- PROBLEM
Please list every line item shown under "Finance expenses" in the table of the finance result passage below.

- PASSAGE FOR REVIEW
As of March 31, 2025, the amount of our grants deferred in our unaudited interim condensed consolidated financial statements amounted to 89.4 million compared to 85.2 million as of December 31, 2024.
The finance result recognized during the three months ended March 31, 2025 and 2024, is shown in the following table
| Three months ended March 31, | |||||||||||||||||||
| (in millions ) | 2025 | 2024 | |||||||||||||||||
| Finance result | |||||||||||||||||||
| Finance income | 122.6 | 180.1 | |||||||||||||||||
| Gains from financial instruments measured at amortized cost | 77.0 | 118.9 | |||||||||||||||||
| Gains from financial instruments measured at fair value | 45.6 | 56.0 | |||||||||||||||||
| Foreign exchange differences, net | - | 5.2 | |||||||||||||||||
| Finance expenses | (33.9) | (4.7) | |||||||||||||||||
| Loss from financial instruments measured at fair value | (0.1) | (1.2) | |||||||||||||||||
| Loss from financial instruments measured at amortized cost without expected credit losses | (1.4) | (0.9) | |||||||||||||||||
| Foreign exchange differences, net | (26.0) | - | |||||||||||||||||
| Other | (6.4) | (2.6) | |||||||||||||||||
| Total finance result | 88.7 | 175.4 |
During the three months ended March 31, 2025 and 2024, the finance result was mainly derived from returns such as interests and sales resulting from our financial investments as well as fair value adjustments of our money market funds. Compared to the three months ended March 31, 2024, our finance result decreased by 86.7 million, or 49%, from a positive finance result of 175.4 million to a positive finance result of 88.7 million during the three months ended March 31, 2025, mainly due to a lower interest income and a shift from positive to negative foreign exchange differences, primarily derived from our bank deposits and cash accounts held in foreign currency.

- PROVIDED INFORMATION
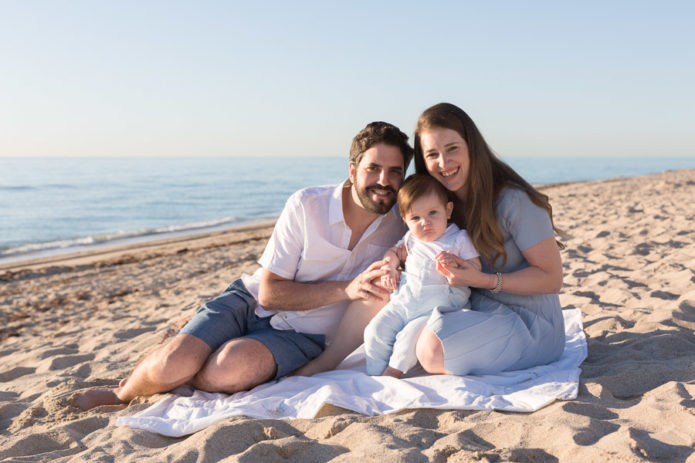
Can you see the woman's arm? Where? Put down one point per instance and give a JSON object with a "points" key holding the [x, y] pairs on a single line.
{"points": [[542, 276]]}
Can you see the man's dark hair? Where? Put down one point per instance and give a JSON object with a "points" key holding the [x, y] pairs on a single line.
{"points": [[380, 132]]}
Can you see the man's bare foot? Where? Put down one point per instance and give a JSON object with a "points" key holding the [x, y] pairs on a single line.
{"points": [[95, 398]]}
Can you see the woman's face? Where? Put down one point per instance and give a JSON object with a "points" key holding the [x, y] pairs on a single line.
{"points": [[446, 157]]}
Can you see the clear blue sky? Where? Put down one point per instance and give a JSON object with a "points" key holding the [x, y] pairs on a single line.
{"points": [[131, 78]]}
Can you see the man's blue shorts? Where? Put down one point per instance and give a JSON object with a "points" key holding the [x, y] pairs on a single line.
{"points": [[232, 315]]}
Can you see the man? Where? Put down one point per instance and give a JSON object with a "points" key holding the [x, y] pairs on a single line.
{"points": [[317, 261]]}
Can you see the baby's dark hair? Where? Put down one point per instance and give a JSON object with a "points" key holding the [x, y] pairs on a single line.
{"points": [[416, 186]]}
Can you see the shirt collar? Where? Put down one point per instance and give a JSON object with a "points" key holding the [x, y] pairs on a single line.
{"points": [[335, 208]]}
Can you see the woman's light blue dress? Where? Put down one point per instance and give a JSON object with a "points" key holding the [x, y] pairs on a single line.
{"points": [[504, 331]]}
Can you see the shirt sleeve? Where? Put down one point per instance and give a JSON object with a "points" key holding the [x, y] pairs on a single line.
{"points": [[284, 249], [464, 246], [527, 223]]}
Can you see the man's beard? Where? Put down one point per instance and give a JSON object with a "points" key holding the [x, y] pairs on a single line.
{"points": [[383, 205]]}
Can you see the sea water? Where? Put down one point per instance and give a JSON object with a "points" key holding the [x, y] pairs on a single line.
{"points": [[56, 205]]}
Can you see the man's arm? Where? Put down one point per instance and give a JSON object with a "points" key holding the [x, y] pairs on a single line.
{"points": [[278, 293]]}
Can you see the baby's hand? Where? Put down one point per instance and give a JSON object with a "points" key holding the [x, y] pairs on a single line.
{"points": [[390, 371], [390, 280], [445, 259]]}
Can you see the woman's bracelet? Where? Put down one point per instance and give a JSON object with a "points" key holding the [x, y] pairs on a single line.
{"points": [[498, 286]]}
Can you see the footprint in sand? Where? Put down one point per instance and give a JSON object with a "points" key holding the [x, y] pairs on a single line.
{"points": [[655, 450], [665, 295], [60, 363], [595, 431], [643, 249], [67, 350], [15, 373]]}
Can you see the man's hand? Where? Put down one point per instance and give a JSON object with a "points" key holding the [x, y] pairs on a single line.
{"points": [[364, 286]]}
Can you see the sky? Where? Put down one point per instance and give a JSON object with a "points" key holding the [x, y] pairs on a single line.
{"points": [[226, 78]]}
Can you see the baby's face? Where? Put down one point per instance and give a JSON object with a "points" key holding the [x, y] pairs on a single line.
{"points": [[427, 217]]}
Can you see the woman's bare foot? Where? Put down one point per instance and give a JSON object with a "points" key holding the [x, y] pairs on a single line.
{"points": [[393, 372], [95, 398]]}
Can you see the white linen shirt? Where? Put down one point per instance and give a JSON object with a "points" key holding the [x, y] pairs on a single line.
{"points": [[310, 244]]}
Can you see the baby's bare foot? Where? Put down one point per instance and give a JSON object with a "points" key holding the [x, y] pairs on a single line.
{"points": [[94, 398]]}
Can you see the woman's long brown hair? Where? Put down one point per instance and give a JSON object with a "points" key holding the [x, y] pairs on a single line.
{"points": [[487, 177]]}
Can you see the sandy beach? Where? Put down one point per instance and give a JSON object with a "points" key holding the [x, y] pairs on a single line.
{"points": [[75, 322]]}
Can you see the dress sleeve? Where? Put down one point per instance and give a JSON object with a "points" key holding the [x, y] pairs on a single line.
{"points": [[284, 249], [463, 246], [527, 223]]}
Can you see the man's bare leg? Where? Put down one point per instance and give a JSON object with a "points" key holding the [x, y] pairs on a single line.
{"points": [[168, 367], [349, 336], [239, 365]]}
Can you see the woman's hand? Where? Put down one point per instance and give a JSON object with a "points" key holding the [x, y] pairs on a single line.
{"points": [[459, 272]]}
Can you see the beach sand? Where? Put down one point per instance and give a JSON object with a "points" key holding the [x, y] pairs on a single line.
{"points": [[77, 322]]}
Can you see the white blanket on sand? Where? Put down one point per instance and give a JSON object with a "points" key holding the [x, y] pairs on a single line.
{"points": [[350, 388]]}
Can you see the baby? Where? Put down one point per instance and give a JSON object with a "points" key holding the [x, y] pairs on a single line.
{"points": [[390, 337]]}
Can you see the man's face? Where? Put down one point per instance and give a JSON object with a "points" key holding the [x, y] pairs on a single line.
{"points": [[376, 179]]}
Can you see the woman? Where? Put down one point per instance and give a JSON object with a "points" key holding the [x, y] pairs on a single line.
{"points": [[514, 319]]}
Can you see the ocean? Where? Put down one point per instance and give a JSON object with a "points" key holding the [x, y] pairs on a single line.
{"points": [[51, 206]]}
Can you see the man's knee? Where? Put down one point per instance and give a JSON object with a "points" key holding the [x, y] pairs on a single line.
{"points": [[239, 365], [179, 360]]}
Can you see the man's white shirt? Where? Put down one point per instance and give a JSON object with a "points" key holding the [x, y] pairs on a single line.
{"points": [[310, 244]]}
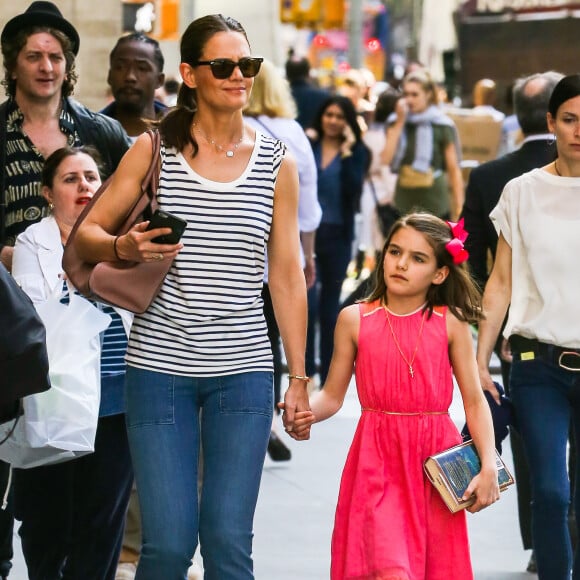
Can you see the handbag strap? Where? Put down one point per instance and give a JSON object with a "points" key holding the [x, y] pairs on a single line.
{"points": [[150, 183], [3, 199]]}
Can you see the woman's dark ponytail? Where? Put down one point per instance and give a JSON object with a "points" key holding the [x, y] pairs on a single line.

- ANSWER TO THIS EXERCISE
- Loss from financial instruments measured at fair value
- Loss from financial instruments measured at amortized cost without expected credit losses
- Foreign exchange differences, net
- Other